Task statement: The answer is the line that contains "Each instance of the white lab" followed by every later line of the entries below, each repeated exactly, and nothing else.

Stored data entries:
------------

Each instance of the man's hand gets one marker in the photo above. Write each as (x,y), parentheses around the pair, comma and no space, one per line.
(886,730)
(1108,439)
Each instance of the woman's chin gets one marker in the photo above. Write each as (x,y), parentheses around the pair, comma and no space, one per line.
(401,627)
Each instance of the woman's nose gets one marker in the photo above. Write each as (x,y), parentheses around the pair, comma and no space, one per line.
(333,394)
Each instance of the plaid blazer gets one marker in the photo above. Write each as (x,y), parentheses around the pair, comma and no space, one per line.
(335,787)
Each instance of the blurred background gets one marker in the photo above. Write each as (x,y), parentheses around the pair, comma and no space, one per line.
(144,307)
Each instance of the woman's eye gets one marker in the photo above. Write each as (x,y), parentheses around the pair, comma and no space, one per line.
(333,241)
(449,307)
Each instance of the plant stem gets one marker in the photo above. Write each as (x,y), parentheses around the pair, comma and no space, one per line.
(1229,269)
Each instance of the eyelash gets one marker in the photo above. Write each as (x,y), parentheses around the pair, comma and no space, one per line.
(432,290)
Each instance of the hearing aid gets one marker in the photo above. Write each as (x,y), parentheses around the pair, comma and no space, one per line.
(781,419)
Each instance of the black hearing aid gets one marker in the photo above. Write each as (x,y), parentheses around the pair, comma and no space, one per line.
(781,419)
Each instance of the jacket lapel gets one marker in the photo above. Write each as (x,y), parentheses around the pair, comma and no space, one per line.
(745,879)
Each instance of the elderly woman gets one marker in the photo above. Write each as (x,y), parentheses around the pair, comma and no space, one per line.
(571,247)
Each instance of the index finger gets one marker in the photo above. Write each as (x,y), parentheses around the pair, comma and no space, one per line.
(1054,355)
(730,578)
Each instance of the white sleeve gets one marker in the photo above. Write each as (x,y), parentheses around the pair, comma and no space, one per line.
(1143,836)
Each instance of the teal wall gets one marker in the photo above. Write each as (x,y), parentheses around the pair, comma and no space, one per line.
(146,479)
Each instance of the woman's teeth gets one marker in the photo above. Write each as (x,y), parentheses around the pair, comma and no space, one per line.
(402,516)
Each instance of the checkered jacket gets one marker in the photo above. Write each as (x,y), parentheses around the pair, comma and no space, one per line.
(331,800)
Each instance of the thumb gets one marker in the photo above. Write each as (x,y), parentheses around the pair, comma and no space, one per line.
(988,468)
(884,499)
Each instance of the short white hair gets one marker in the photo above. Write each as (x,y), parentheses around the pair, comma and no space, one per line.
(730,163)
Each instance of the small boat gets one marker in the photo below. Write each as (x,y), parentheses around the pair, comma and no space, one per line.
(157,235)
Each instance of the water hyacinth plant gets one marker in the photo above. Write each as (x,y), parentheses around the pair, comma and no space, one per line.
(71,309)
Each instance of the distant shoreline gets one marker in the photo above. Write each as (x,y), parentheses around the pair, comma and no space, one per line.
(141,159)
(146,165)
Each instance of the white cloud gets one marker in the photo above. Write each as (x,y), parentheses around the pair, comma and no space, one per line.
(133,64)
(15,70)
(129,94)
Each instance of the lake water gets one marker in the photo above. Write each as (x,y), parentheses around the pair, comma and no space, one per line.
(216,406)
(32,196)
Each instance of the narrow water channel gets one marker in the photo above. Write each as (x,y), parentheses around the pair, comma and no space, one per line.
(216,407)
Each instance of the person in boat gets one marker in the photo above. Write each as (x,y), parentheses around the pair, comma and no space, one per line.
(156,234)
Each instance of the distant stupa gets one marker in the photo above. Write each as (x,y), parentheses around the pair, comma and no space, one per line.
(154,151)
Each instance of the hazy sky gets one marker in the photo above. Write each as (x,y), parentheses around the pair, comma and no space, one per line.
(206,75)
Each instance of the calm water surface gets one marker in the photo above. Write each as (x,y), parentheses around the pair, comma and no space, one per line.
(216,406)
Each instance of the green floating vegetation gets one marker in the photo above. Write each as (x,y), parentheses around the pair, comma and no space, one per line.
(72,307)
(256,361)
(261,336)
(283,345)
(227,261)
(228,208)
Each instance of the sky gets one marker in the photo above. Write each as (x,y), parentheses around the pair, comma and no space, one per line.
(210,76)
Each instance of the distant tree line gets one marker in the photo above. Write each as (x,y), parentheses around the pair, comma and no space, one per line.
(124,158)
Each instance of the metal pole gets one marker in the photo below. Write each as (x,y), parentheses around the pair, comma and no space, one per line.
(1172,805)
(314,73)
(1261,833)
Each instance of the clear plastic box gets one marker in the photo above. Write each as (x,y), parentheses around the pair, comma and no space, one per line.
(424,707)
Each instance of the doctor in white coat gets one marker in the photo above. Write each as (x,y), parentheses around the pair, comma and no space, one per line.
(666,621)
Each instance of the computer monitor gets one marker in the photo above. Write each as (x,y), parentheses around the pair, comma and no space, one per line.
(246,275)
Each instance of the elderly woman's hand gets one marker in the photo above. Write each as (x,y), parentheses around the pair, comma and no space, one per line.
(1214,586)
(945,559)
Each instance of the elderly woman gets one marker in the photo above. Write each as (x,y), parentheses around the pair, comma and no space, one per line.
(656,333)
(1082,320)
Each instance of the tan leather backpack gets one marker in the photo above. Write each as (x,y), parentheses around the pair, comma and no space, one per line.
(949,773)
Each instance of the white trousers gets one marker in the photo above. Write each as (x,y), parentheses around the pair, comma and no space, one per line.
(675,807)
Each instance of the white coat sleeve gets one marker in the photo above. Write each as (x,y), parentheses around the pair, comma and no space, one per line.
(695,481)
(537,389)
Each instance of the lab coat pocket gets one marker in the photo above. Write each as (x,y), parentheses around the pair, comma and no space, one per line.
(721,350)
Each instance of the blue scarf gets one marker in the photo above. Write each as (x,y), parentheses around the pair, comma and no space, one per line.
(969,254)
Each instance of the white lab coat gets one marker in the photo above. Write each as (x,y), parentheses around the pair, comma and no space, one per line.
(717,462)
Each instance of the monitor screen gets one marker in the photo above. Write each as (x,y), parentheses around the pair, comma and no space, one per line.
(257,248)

------------

Your solution:
Each instance of the white lab coat gets one marker in the photo above. Write each as (x,y), parentheses around the pair, comma and no space, one per line.
(717,462)
Each instance of the monitor screen gets one marker in the photo above. Write each as (x,y), parentheses around the pair, comma and no space, one per line.
(257,248)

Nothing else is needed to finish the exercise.